[A block of data]
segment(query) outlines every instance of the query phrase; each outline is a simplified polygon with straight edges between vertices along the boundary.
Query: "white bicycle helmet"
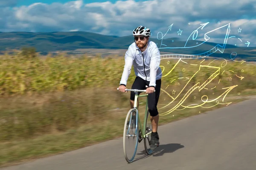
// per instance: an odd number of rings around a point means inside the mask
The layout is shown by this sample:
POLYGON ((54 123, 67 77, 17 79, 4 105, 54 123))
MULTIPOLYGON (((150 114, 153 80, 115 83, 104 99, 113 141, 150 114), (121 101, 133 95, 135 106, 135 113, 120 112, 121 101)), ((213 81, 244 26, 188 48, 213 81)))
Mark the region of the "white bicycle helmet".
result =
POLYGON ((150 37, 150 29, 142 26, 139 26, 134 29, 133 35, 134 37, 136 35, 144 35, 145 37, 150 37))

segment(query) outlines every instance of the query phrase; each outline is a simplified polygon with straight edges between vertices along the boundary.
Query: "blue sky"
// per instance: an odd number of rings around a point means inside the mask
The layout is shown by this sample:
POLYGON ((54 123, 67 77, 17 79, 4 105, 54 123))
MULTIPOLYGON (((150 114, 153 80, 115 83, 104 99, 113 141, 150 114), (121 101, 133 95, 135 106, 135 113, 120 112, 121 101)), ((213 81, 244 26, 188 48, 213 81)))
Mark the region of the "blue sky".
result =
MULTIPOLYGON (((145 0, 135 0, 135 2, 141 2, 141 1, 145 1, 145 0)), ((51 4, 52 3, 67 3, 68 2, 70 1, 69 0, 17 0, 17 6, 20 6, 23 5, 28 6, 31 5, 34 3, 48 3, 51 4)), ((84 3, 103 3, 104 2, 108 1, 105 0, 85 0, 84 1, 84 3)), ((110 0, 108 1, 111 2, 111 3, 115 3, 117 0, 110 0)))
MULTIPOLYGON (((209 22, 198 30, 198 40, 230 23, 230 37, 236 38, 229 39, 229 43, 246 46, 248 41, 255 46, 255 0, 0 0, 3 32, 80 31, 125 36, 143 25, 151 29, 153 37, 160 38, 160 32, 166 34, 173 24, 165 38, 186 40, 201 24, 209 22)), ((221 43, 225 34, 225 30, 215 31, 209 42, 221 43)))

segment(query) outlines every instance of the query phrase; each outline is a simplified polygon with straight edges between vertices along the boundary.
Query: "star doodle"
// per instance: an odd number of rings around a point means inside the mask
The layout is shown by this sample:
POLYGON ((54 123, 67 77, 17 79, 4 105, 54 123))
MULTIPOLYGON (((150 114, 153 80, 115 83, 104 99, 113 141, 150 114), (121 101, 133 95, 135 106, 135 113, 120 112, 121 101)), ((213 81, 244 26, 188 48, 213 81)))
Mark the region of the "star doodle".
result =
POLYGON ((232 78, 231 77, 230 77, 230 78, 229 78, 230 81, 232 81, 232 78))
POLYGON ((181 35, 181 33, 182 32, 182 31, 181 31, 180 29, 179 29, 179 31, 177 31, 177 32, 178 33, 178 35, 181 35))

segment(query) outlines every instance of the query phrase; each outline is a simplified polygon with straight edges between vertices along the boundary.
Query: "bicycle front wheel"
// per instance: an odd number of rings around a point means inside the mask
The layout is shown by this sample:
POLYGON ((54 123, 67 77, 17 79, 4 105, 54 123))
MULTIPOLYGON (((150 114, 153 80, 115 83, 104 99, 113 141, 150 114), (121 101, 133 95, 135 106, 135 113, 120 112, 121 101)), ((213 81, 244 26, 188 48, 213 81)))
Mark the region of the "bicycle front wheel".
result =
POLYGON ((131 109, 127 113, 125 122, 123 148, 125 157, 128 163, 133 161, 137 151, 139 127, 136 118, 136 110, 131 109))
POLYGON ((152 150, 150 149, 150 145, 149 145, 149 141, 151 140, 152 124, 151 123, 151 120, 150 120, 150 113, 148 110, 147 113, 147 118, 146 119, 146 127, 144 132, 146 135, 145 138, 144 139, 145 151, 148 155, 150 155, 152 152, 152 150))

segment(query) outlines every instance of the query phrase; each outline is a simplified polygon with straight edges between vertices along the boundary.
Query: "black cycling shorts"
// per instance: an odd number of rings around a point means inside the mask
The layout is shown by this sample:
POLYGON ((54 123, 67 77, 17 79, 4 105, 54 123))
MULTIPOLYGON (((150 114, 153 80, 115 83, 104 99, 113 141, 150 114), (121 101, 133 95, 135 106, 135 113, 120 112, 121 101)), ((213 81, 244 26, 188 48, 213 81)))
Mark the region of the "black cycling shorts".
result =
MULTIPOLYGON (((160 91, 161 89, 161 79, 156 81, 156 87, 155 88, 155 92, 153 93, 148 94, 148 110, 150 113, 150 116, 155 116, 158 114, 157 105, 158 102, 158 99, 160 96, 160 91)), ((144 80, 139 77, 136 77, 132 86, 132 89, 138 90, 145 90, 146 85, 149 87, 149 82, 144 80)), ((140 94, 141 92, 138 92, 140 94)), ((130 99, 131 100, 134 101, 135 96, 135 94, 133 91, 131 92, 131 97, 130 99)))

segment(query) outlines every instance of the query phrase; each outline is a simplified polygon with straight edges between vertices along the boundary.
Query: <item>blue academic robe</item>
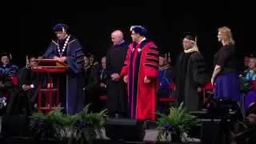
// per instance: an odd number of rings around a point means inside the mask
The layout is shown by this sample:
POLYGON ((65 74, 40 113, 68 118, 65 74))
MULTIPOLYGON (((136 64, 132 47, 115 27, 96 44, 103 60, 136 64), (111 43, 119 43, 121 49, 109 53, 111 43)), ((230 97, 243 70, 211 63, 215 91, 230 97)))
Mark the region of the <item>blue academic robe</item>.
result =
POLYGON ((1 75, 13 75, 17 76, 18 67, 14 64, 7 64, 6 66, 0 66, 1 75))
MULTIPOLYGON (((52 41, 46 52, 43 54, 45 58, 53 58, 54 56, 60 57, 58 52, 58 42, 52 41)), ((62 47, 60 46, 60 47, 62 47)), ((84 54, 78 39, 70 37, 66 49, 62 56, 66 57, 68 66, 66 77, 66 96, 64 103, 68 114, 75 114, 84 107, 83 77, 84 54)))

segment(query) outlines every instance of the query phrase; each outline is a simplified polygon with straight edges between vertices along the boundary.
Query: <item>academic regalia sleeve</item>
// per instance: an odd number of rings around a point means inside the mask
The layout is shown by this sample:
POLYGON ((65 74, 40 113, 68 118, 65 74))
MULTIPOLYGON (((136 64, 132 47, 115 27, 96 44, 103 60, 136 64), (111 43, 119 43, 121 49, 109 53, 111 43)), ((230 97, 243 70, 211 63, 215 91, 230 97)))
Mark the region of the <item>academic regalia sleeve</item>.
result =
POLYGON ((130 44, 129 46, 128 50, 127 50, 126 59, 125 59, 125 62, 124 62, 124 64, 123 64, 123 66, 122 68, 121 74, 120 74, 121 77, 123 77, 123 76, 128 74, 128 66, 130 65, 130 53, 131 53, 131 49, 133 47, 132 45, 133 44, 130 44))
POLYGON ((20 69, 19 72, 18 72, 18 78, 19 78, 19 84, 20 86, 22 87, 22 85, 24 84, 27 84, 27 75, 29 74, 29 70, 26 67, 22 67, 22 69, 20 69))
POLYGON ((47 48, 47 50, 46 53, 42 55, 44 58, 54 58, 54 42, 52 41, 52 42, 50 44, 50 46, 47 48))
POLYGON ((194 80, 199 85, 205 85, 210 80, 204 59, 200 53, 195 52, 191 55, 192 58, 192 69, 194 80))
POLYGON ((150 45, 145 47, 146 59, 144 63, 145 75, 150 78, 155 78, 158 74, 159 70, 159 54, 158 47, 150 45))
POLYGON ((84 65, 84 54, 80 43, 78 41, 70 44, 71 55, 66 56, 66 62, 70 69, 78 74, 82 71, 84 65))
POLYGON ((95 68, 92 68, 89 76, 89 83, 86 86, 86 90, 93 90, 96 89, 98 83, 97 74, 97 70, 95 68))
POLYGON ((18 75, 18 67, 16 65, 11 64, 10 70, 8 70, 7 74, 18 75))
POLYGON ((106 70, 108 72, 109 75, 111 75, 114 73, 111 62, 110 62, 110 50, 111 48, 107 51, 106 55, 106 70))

## EXERCISE DESCRIPTION
Return the material from its first line through the line containing "POLYGON ((150 37, 150", both included, copied exactly and with the pictures left out.

## REPLY
segment(query) outlines every instance of the query phrase; each outline is a simplified polygon with straight edges between vertices along the boundary.
Query: "white bicycle helmet"
// per instance: an odd number of rings around a point means inside the mask
The layout is shown by this sample:
POLYGON ((54 123, 67 77, 17 79, 4 105, 54 123))
MULTIPOLYGON (((150 114, 153 80, 115 83, 104 99, 113 141, 150 114), (121 101, 133 95, 135 106, 135 113, 120 112, 121 101)), ((213 81, 244 26, 188 48, 213 81)))
Mark the region of the "white bicycle helmet".
result =
POLYGON ((150 37, 150 29, 142 26, 139 26, 134 29, 133 35, 134 37, 136 35, 144 35, 145 37, 150 37))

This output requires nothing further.